◆ TASK TO CARRY OUT ◆
Of the entries below, return only those lines from the line with "If you could mark the person" to the line with "If you could mark the advertising", exactly, both included.

◆ GIVEN RECORDS ◆

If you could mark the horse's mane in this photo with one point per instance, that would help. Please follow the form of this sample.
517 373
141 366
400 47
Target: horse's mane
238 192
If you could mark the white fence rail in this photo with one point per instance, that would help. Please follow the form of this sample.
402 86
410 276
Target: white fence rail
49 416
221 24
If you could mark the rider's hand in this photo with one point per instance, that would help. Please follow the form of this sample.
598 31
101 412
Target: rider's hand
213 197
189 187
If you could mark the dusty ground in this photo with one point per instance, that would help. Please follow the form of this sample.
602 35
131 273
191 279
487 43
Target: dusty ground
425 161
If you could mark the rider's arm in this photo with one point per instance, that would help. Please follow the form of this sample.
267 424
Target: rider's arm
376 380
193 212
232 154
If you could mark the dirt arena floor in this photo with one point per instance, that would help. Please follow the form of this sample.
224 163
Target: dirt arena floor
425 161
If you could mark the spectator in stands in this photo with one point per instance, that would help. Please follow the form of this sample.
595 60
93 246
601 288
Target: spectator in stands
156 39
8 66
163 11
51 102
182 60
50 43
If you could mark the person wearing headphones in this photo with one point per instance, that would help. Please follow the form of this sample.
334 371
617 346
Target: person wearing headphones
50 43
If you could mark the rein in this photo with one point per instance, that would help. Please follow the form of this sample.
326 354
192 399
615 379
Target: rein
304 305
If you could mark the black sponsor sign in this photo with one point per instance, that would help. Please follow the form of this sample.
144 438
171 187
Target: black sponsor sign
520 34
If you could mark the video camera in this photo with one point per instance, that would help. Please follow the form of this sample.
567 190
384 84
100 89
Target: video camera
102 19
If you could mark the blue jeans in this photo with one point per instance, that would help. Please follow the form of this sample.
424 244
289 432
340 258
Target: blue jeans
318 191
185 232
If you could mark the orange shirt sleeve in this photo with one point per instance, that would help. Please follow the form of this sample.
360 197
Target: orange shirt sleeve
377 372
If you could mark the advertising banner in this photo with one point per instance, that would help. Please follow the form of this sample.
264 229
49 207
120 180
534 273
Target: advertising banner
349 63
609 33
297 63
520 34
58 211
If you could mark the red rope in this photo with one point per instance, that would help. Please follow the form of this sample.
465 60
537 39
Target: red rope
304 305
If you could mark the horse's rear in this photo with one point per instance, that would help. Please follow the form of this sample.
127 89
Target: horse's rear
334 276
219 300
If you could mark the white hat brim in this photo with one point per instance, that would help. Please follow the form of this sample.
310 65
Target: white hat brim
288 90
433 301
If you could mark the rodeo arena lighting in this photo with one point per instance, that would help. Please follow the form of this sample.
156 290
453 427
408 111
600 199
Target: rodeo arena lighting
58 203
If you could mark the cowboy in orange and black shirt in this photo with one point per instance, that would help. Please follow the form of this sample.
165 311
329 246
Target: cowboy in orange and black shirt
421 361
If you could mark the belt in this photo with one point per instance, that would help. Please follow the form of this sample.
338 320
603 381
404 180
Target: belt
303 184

---

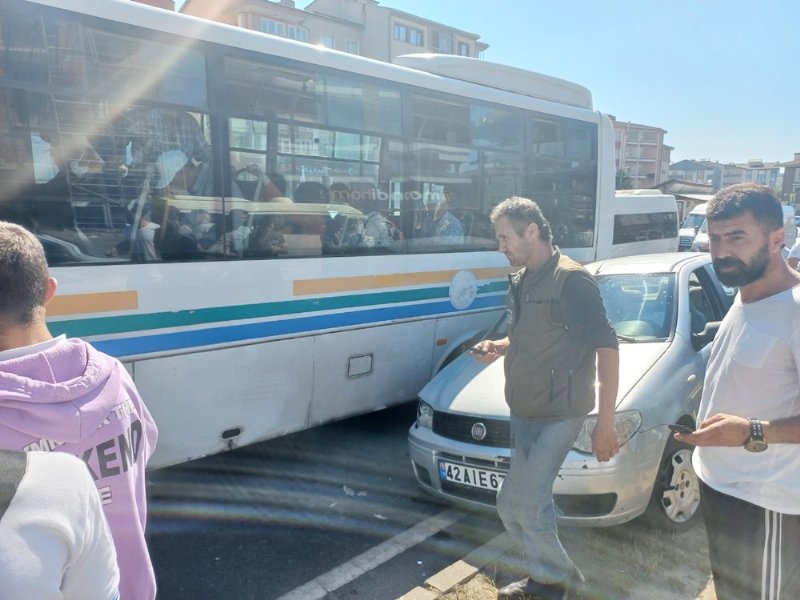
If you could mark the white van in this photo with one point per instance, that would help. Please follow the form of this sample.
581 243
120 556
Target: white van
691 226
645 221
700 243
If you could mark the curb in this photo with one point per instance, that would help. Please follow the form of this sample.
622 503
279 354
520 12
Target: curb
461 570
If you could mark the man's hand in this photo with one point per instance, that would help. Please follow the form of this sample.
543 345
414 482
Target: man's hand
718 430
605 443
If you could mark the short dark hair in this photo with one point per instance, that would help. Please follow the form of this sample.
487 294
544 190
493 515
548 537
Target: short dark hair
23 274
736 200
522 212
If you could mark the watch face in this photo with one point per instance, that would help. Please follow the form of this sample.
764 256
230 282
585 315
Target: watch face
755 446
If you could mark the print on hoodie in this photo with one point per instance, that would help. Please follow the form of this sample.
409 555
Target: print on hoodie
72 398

==

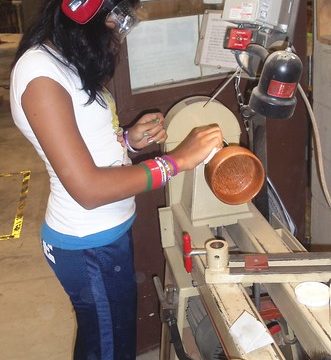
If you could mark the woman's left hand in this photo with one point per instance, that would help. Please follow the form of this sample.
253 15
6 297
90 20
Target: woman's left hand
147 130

◆ THE ANSWER ◆
If you could mark the person wearing headphones in this photo with one point per instance, that would help. Please follow the form of this sample.
334 371
617 346
Target: person wearing headphones
50 43
If you could mark the rein in this photo with one point per instance, that would help. Please follow the form of this sample.
326 354
192 399
615 379
Target: rein
304 305
If you could mark the black sponsor sign in this photo with one point per instance, that would help. Please follow the form of this sample.
144 438
171 187
Target: black sponsor sign
520 34
If you could mark the video camera in this photo with one point per instance, that would help. Please follow the form of this sample.
567 190
384 84
100 89
Target: video camera
102 19
If you could mark the blue jeans in this photo with one point per instance, that would help. Please follow the form of this sample.
424 244
289 432
340 258
Target: blue jeans
318 191
185 232
If you could mark the orange shirt sleeve in this photo with one point per instance, that would help. Please follow the form of this sample.
360 197
Target: orange shirt sleeve
377 372
If you could mark the advertising banner in this photo with one point per instance, that would help. Please follow the form of this sample.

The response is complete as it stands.